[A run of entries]
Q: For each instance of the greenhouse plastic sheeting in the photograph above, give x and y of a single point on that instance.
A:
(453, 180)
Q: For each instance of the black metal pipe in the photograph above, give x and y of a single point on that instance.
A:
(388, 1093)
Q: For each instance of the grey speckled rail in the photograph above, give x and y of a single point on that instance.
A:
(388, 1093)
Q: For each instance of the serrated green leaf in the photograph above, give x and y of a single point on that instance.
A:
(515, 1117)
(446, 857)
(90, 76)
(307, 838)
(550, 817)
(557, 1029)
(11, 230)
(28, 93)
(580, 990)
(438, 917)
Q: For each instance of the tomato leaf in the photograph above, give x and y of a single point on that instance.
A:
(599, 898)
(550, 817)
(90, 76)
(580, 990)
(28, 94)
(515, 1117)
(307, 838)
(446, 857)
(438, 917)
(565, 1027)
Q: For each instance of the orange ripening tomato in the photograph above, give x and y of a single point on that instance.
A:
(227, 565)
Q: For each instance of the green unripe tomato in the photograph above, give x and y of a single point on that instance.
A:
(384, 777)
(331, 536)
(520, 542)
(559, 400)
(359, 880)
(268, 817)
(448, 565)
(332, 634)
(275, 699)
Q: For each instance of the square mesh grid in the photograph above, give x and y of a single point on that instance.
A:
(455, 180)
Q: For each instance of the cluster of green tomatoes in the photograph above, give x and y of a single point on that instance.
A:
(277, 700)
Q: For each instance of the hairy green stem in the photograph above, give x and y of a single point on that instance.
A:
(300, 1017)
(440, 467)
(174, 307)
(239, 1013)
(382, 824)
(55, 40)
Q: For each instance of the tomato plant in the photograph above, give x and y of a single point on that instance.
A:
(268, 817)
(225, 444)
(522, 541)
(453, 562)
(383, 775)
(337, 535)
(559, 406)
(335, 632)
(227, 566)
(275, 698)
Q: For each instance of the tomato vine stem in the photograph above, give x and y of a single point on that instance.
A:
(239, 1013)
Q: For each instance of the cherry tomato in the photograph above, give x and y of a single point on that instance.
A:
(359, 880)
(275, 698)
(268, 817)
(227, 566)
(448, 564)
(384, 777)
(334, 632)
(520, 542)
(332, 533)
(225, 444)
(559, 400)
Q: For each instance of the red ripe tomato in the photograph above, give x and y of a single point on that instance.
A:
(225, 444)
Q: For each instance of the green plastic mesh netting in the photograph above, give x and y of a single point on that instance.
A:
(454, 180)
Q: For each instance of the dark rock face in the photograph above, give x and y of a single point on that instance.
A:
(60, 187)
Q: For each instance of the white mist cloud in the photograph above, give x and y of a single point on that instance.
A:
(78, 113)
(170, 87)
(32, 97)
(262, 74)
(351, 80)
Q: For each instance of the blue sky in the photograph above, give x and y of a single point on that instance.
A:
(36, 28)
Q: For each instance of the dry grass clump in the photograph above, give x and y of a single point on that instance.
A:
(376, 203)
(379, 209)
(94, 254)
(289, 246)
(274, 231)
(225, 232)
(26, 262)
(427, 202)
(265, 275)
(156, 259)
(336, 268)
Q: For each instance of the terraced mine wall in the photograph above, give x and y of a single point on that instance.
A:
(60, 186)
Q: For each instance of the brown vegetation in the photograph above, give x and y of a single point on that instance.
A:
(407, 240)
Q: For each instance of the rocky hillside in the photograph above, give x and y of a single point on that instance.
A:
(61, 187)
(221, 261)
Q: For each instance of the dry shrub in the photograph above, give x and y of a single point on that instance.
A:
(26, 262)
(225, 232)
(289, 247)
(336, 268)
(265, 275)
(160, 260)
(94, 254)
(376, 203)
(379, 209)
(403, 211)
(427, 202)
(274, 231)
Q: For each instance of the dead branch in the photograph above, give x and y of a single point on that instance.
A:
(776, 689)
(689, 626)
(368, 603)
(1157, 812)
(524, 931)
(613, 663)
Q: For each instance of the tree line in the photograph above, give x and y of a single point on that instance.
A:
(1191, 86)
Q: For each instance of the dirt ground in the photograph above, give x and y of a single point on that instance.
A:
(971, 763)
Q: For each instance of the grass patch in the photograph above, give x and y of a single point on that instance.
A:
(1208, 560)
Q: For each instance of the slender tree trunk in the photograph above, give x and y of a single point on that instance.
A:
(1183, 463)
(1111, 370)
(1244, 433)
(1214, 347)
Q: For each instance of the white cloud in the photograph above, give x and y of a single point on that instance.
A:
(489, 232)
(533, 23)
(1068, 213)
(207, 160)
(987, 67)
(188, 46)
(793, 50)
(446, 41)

Task objective
Copy everything from the line containing "Q: For each instance of the grass" down to the end of the entries, swapping "slender tree trunk" for "thin tree trunk" and leaving the rest unchanged.

Complete answer
Q: For each instance of the grass patch in the photograph above, give x and y of a single point on that instance.
A:
(1208, 560)
Q: For each instance of the thin tree trunk in the photograph above, give x and y of a single point on that instance.
A:
(1183, 463)
(1111, 370)
(1244, 433)
(1214, 347)
Q: For each instance of the white cloud in the photograph above, give x and y of a single point on that instance.
A:
(489, 232)
(533, 23)
(1068, 213)
(207, 160)
(987, 67)
(188, 46)
(793, 50)
(446, 41)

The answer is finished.